Catwoman, Poison Ivy, and Harley Quinn, with actresses Adrienne Barbeau, Diane Pershing and Arleen Sorkin reprising their roles from Batman: The Animated Series and The New Batman Adventures.

- Arleen Sorkin – Dr. Harleen Quinzel / Harley Quinn
- Adrienne Barbeau – Selina Kyle / Catwoman, Renee Montoya
- Diane Pershing – Pamela Isley / Poison Ivy
- Tara Strong – Barbara Gordon / Batgirl
- Stacie Randall - Zatanna Zatara
- Jennifer Hale – Dora Smithy, Acting Commissioner Caroline Greenway, Detective Selma Reesedale
- Bob Hastings – Commissioner James Gordon
- Tom Kenny – WGBS Anchor, Rogue Cop, Additional Voices
- Dee Bradley Baker - Additional Voices

== Reception ==
Sayantan Gayen, writing for CBR, praised Gotham Girls for its women-led narrative, humor, and "unique flavor" within the DC Animated Universe. While noting the dated Flash animation, Gayen highlighted the series' strong character dynamics, clever storytelling, and its evolution from lighthearted antics to darker, more ambitious themes in its final season. Despite its short run, the reviewer considers it an underrated gem and a cult favorite among Batman and DC animation fans.

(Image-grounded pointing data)
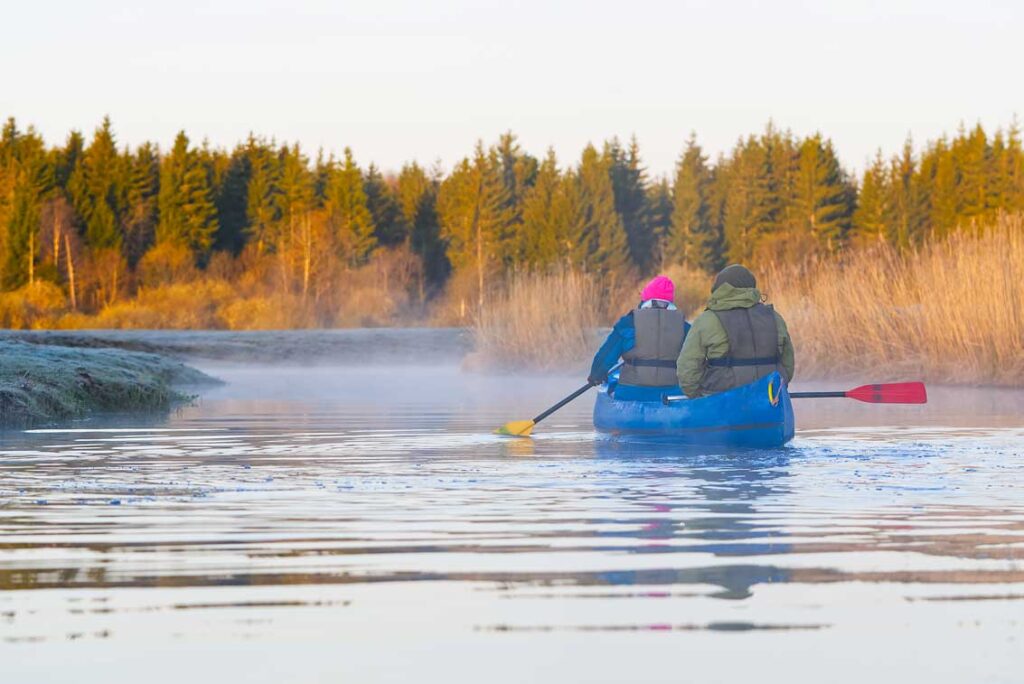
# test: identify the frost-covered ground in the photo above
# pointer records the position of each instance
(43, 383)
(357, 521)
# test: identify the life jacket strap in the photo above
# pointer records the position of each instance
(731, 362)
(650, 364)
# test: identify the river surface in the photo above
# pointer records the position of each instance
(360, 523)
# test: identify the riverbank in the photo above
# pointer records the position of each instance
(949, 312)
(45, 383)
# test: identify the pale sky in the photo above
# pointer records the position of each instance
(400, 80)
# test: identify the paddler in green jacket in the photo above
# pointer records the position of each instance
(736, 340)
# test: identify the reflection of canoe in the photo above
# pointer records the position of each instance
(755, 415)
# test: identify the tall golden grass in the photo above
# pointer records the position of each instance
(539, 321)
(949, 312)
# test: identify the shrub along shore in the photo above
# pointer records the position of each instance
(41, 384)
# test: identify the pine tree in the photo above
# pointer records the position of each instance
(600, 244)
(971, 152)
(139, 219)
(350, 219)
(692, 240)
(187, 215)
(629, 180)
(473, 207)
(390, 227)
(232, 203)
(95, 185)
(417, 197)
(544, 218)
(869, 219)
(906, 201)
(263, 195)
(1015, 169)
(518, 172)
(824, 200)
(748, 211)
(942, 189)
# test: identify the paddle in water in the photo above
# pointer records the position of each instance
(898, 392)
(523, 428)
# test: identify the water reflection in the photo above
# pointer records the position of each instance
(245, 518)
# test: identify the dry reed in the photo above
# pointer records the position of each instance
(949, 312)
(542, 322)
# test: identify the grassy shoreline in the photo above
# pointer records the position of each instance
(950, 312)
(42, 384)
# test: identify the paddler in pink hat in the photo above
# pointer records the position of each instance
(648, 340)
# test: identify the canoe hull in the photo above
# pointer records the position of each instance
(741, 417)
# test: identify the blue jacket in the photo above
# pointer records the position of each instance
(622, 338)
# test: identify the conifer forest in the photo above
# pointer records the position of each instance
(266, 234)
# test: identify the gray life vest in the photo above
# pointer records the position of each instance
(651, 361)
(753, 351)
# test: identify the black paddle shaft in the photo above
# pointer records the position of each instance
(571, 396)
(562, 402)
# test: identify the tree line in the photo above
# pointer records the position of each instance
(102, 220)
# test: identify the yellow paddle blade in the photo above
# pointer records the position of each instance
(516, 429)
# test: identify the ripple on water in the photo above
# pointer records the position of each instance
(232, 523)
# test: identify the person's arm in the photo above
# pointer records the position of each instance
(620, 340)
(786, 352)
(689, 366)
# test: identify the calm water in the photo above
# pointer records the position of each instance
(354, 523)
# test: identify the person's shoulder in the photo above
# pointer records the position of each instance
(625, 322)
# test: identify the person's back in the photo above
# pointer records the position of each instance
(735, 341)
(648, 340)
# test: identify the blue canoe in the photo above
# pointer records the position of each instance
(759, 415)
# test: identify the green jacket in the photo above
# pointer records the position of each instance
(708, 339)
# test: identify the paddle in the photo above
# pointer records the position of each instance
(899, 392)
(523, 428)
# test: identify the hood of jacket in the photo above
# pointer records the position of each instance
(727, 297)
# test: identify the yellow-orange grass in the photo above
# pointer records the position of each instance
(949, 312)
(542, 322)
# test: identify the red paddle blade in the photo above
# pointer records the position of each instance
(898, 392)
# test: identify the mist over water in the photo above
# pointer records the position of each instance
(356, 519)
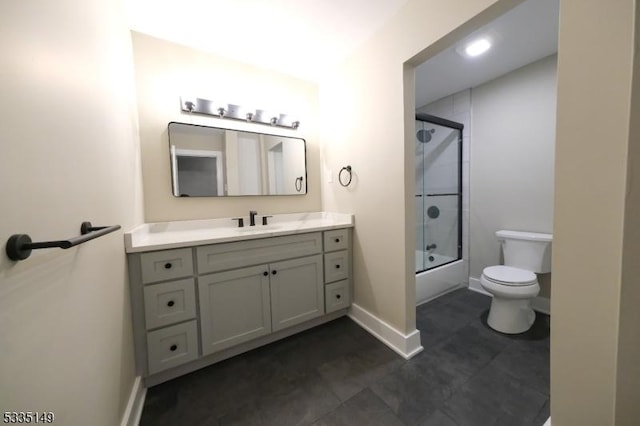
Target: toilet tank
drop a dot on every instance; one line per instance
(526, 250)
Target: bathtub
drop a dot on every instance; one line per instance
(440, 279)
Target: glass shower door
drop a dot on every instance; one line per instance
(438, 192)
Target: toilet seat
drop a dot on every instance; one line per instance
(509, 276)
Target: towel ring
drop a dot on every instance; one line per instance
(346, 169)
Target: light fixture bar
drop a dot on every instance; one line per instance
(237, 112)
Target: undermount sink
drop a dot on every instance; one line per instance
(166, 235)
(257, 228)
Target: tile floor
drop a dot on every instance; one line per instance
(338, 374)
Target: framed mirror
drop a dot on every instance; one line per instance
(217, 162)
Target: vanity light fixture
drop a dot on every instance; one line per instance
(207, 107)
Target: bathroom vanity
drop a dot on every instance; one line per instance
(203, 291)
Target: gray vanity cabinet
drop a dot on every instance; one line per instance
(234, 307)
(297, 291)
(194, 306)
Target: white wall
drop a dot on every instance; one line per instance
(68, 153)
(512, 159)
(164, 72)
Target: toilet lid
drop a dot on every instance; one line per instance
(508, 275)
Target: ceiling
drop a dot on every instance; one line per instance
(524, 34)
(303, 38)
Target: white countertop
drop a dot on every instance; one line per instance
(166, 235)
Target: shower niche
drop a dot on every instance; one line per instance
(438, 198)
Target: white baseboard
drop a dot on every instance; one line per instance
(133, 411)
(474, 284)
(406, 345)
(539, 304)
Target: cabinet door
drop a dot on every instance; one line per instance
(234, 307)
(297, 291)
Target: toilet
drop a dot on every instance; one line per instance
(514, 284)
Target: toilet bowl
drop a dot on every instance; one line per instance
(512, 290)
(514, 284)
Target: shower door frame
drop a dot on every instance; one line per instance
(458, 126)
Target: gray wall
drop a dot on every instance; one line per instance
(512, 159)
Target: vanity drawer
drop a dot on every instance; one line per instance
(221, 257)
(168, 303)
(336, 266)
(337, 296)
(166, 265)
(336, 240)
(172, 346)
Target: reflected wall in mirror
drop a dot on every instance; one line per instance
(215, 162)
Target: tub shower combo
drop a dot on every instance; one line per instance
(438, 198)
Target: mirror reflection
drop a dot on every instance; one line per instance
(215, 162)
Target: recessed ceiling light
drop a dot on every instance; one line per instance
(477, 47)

▶ **Exercise 1**
From the Gotham Girls excerpt, copy the part that opens with the words containing "Catwoman, Poison Ivy, and" and closes with "New Batman Adventures.".
▶ **Exercise 2**
Proceed with the Gotham Girls excerpt, writing on from its final sentence.
The items have no role in any of the tasks.

▶ **Task response 1**
Catwoman, Poison Ivy, and Harley Quinn, with actresses Adrienne Barbeau, Diane Pershing and Arleen Sorkin reprising their roles from Batman: The Animated Series and The New Batman Adventures.

▶ **Task response 2**
==Release==
===Home media===
The complete Gotham Girls series was included as a bonus feature on the DVD release of the Birds of Prey television series, released by Warner Home Video on July 15, 2008. On the DVD, the animated episodes are presented in a linear fashion, with the interactive, decision-making option omitted.

==Other media==
===Comic series===
DC Comics produced a five-issue Gotham Girls comic book miniseries in 2003, written by Paul Storrie. It starred Poison Ivy, Harley Quinn, Catwoman, Batgirl, with each issue spotlighting one of these characters to a certain degree. The story, which took place in the DC animated universe, involved a vial of chemicals that the three villainesses fought over, as they also tried to avoid capture by Batgirl and Detective Montoya. A three-issue miniseries, Batman: Harley and Ivy, followed the continued adventures of Harley and Ivy.

English version by DC Comics
- Harley Quinn and the Gotham Girls (2012-02-12): includes Gotham Girls #1-5.

French version by Urban Comics
- Gotham Girls: Includes Gotham Girls #1-5, Batgirl Adventures #1-6.